Print the lines below word for word.

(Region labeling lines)
## START

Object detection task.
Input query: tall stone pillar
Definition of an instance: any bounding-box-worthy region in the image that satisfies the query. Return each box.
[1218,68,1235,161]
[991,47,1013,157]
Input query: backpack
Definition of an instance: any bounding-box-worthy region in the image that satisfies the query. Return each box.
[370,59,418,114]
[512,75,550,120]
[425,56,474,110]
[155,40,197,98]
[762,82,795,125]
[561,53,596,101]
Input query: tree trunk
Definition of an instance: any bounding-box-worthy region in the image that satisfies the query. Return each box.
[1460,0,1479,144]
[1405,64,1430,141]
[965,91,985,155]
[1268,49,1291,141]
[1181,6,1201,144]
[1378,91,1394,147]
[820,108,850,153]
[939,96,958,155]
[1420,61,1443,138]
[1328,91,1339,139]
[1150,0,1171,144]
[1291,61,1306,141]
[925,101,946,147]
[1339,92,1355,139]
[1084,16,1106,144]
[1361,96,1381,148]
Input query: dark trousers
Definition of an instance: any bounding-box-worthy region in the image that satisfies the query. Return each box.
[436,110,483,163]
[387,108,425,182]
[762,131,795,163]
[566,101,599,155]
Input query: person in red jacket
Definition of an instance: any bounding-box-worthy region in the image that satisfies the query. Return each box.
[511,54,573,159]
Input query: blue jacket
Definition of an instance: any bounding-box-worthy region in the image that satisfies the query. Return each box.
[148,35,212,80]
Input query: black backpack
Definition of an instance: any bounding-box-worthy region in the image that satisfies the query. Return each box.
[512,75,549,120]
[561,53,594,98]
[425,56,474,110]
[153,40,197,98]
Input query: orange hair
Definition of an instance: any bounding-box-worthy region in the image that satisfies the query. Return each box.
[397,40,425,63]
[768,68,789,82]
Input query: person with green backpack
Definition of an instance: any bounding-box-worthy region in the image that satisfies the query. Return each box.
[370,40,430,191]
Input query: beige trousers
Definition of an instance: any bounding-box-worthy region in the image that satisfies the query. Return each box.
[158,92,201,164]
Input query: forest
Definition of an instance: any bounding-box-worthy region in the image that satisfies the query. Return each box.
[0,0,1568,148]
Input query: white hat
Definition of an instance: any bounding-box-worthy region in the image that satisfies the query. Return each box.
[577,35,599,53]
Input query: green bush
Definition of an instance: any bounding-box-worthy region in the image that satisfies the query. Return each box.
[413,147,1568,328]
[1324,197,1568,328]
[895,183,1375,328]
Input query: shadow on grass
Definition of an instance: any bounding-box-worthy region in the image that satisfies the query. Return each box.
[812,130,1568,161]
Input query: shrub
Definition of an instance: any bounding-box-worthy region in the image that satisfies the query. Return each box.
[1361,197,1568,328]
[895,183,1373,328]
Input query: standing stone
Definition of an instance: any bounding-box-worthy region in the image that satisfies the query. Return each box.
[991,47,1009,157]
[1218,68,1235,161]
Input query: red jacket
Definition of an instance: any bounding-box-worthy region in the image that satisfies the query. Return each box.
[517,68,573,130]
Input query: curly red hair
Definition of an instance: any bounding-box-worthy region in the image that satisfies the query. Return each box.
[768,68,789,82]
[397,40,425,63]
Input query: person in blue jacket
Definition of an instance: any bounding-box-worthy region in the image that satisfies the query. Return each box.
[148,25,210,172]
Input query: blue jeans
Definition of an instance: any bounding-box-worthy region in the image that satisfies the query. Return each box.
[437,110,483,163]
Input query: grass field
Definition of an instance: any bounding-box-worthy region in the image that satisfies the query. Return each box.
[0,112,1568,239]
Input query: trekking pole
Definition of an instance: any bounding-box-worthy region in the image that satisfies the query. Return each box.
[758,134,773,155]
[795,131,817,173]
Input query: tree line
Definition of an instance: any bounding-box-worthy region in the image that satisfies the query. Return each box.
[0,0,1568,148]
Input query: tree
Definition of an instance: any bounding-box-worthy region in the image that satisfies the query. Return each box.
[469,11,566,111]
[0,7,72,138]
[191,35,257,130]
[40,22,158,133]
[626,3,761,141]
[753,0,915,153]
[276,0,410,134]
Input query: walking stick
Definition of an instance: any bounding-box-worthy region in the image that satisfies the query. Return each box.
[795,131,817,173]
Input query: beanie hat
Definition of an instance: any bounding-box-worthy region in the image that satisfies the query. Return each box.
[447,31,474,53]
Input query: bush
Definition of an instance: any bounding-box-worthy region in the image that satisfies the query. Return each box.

## END

**RESULT OF THIS EXERCISE:**
Object detection task.
Input query: tall stone pillar
Definition of an instance: any bounding-box-worthy region in the image that satisfies the query. Return each box.
[1218,68,1235,161]
[991,47,1013,157]
Input query: backpack
Definition of an instance: any bounding-box-worthy region in the image that satisfies the query. Return each box.
[370,59,418,114]
[512,75,550,120]
[425,56,474,110]
[155,40,197,98]
[762,82,795,125]
[561,53,596,101]
Input query: tree trunk
Definition of an instance: any bounding-box-worthy region in the image that satisfies the query. Return each box.
[1460,0,1479,144]
[1405,64,1430,141]
[965,91,985,155]
[1268,49,1291,141]
[1181,6,1201,144]
[1378,91,1394,147]
[820,108,850,153]
[939,96,958,155]
[1420,61,1443,138]
[1328,91,1339,139]
[1150,0,1171,144]
[1291,61,1306,141]
[925,101,946,147]
[1339,92,1355,139]
[1084,16,1106,144]
[1361,96,1381,148]
Input query: dark trousers
Definition of an instance: any bounding-box-worthy region in the image that satisfies the query. Return each box.
[436,110,483,163]
[387,108,425,182]
[762,131,795,163]
[566,101,599,155]
Input query: person in red jacket
Definition of an instance: any bounding-box-worthy region in the image that satisfies the query. Return each box.
[511,54,573,159]
Input query: blue jacket
Definition of an instance: any bounding-box-worthy region in the image that satisfies the query. Return each box.
[148,35,212,80]
Input query: black backpack
Definition of an instance: any bounding-box-worthy region in the image that satisfies the query. Return each box.
[512,75,549,120]
[561,53,594,98]
[425,56,474,110]
[153,40,197,98]
Input query: orange hair
Definition of an instance: any bounding-box-worthy region in the image that satisfies the query. Return each box.
[397,40,425,63]
[768,68,789,82]
Input query: person with green backpack
Definition of an instance: any bounding-box-worthy region in the image that satisfies the query. Return each box.
[370,40,430,191]
Input query: beige trousers
Definition of an instance: any bounding-box-worthy region in the image that satisfies the query. Return each box.
[158,92,201,164]
Input query: forest
Definition of an instance: any bounding-box-worthy region in the image that satisfies the query. Return each box.
[0,0,1568,148]
Input query: white hat
Definition of an instance: any bounding-box-worthy region in the image that satisfies the query. Return each box.
[577,35,599,53]
Input query: green bush
Definition of an instance: any bounding-box-worthy region in the image that satisfies the query. Return each box.
[413,147,1568,328]
[1324,197,1568,328]
[895,183,1375,328]
Input query: shadow on grass
Definition of an instance: any bounding-box-worthy region in the image that satisfies the query. Return each box.
[812,130,1568,161]
Input query: shrub
Definition of an instance: any bounding-box-worthy region in the image that satisfies the query. Return each box.
[1361,197,1568,328]
[895,183,1373,328]
Input query: standing stone
Definition of an instance: any bounding-box-worthy region in the image that satisfies the query. Return each box.
[991,47,1009,157]
[1218,68,1235,161]
Input query: red jacket
Definition of an instance: any bounding-box-worthy region in the image that satisfies the query. Return each box.
[517,68,573,130]
Input query: curly red hair
Definition of an instance: any bounding-box-worthy region in the image that satisfies the query. Return each box.
[768,68,789,82]
[397,40,425,63]
Input query: person in blue jacket
Definition of an instance: any bounding-box-worthy region in the image that satisfies the query. Return each box.
[148,25,210,172]
Input query: blue jeans
Definition of an instance: any bounding-box-worthy region in the image that satisfies the query. Return each box.
[437,110,483,163]
Input query: grass field
Definition of an instance: any bounding-box-worthy region in the image that satisfies the query. Return each box.
[0,112,1568,239]
Input query: trekking pole
Definition of an instance: any bounding-box-worthy region in the image that satisfies the query. Return each box.
[758,134,773,155]
[795,131,817,173]
Input query: tree line
Definition of an instance: any bounding-box-worthy region in the image that satisfies the query. Return each box.
[0,0,1568,148]
Input query: tree
Definition of an instance: any bounding-box-worthy region in the image that satisfies the query. Return each box.
[469,11,566,111]
[0,7,72,138]
[191,35,257,130]
[40,22,158,133]
[626,3,761,141]
[753,0,915,153]
[276,0,410,134]
Input query: walking stick
Definition of an instance: any bounding-box-worthy region in the image that satisfies the query. Return each box.
[795,131,817,173]
Input query: beanie hat
Definition of an instance: any bounding-box-worthy region in the image that satisfies the query. Return each box.
[447,31,474,53]
Input query: bush
Definition of an instance: any bounding-box-worthy region in the image that satisfies the query. Return each box.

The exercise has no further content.